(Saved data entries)
- - - - -

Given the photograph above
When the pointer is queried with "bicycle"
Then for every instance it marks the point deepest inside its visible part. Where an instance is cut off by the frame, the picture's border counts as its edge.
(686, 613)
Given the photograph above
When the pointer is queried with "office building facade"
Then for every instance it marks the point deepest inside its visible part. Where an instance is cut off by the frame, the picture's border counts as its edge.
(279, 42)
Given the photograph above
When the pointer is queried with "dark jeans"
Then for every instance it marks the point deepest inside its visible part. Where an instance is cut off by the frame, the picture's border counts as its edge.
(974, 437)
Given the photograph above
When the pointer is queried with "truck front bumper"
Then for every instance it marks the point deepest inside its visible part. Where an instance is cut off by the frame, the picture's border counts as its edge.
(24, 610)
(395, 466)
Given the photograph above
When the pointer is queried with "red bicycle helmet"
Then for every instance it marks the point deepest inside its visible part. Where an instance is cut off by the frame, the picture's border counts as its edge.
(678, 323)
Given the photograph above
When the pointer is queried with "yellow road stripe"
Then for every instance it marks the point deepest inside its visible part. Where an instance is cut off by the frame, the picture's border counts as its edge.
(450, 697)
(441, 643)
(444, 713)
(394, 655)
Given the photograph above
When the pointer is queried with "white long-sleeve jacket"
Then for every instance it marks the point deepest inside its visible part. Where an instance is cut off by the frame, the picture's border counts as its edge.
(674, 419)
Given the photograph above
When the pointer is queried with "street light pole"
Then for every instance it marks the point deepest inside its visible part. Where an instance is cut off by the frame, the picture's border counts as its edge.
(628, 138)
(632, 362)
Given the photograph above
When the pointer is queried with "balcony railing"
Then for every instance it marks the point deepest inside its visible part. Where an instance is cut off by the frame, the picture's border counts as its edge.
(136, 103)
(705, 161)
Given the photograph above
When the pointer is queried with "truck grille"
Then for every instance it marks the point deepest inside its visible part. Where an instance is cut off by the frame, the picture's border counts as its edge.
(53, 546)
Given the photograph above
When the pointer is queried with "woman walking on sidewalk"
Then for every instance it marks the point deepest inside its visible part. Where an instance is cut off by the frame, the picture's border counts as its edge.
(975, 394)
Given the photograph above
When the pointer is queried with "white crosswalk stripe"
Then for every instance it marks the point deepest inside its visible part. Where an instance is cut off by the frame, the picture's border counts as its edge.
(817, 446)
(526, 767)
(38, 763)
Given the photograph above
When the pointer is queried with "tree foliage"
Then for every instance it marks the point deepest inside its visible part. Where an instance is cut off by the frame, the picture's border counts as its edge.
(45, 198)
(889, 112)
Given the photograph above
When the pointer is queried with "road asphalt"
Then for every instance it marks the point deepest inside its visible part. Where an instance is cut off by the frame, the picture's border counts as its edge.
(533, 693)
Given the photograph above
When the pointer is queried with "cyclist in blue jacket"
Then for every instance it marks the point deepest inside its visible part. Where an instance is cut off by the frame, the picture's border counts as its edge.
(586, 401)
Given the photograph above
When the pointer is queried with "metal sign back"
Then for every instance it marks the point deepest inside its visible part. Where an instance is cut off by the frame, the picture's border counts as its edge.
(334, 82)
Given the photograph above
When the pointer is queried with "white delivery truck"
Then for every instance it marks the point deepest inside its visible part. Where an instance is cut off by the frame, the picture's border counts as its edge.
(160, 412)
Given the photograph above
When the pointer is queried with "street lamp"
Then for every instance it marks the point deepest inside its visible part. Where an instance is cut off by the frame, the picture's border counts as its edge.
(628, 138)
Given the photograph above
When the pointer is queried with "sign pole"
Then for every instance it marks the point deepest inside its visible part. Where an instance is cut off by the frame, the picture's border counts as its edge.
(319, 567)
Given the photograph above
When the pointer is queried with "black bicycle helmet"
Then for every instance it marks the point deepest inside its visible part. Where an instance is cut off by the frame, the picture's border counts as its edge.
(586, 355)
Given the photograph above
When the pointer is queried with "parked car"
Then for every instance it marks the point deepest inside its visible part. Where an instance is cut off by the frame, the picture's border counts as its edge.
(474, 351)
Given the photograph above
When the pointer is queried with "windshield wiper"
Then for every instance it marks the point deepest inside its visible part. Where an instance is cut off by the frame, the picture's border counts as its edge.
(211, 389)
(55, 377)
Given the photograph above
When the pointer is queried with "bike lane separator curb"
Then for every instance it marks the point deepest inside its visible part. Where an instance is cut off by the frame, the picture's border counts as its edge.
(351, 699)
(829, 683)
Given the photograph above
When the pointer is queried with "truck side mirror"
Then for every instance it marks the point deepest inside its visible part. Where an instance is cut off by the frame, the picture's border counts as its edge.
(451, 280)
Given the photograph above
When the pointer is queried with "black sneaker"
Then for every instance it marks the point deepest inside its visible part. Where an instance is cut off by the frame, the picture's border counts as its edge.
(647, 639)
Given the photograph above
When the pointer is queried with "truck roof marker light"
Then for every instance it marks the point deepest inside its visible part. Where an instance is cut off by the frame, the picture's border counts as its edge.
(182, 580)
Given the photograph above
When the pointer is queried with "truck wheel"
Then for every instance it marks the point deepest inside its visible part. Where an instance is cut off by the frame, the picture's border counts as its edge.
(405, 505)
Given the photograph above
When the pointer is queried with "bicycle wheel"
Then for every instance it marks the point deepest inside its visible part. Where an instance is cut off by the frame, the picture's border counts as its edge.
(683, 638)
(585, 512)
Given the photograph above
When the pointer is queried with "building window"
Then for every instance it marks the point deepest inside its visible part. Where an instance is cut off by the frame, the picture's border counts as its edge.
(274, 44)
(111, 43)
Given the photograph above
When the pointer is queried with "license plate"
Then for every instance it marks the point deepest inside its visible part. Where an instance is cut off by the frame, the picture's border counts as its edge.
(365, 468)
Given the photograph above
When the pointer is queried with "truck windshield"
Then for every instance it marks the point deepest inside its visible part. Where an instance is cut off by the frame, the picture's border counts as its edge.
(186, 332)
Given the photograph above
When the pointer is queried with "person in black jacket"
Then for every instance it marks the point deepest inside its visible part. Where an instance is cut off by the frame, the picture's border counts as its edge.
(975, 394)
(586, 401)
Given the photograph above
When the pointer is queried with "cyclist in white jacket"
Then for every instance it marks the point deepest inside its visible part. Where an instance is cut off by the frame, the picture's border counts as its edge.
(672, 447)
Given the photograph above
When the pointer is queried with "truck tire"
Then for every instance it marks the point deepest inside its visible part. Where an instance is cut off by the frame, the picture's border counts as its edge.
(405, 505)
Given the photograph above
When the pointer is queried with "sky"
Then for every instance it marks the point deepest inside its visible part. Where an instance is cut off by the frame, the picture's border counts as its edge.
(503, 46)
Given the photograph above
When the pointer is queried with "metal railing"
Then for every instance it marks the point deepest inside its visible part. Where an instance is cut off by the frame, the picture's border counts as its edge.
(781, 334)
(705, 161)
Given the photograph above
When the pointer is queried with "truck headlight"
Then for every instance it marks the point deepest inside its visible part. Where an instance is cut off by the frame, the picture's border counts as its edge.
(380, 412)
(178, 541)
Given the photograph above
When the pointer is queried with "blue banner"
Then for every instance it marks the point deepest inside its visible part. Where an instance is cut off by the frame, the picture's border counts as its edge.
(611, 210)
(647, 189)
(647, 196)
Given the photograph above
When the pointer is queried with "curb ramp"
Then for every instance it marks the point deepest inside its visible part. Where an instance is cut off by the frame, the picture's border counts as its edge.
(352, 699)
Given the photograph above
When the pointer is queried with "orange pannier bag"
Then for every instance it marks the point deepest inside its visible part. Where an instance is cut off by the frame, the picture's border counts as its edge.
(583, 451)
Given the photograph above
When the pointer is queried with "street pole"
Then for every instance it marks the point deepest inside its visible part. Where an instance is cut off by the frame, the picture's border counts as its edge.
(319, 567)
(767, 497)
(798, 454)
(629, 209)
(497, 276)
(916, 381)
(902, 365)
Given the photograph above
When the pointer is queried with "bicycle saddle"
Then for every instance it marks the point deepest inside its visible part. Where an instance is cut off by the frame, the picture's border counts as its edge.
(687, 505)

- - - - -

Could you gather every line in the listing that contains the string "white"?

When the pointer is queried with "white long-sleeve jacket"
When the pointer is queried with "white crosswalk stripe"
When the pointer is queried with "white delivery truck"
When the pointer is queried with "cyclist in white jacket"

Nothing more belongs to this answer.